Free-text object descriptions:
* * * * * * * * *
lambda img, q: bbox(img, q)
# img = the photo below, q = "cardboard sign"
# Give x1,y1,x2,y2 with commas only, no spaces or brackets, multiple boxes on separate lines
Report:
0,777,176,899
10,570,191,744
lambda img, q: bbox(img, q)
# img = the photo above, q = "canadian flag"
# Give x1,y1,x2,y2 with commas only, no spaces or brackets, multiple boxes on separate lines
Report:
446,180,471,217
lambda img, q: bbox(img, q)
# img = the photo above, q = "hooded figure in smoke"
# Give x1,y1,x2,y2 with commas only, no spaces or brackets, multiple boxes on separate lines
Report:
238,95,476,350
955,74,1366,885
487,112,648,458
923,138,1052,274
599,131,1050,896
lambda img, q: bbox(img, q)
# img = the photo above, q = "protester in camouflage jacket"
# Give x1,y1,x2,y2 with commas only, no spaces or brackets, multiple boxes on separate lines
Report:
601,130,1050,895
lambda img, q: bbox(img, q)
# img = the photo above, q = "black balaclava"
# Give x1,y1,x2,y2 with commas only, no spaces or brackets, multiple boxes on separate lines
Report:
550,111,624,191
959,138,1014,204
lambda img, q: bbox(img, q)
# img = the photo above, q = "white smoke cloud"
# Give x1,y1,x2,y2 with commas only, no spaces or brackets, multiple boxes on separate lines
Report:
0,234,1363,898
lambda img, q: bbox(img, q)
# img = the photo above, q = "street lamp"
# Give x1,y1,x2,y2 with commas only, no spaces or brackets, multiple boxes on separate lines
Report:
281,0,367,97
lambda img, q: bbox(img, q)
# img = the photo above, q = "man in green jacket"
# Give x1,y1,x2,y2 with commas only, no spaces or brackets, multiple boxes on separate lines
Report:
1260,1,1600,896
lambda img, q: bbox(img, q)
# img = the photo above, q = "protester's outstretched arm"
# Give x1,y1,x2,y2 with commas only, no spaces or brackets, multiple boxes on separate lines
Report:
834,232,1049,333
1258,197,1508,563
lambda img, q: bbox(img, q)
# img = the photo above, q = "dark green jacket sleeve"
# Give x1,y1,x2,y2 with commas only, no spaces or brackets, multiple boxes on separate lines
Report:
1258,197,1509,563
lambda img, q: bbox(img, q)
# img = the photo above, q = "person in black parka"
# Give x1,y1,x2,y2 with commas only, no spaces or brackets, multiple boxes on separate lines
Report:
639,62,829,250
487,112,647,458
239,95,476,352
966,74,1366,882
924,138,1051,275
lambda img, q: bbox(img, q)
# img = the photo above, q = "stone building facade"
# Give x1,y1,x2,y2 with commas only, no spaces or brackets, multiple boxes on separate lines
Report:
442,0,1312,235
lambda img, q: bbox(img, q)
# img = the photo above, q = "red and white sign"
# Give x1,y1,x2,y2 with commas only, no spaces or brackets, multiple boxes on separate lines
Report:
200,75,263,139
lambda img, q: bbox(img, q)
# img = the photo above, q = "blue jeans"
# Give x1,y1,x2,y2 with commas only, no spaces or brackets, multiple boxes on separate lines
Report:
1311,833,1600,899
* * * * * * * * *
Task brief. Your response must be one number, namely how many lines of the data contain the string "jacket".

Solution to this problem. 3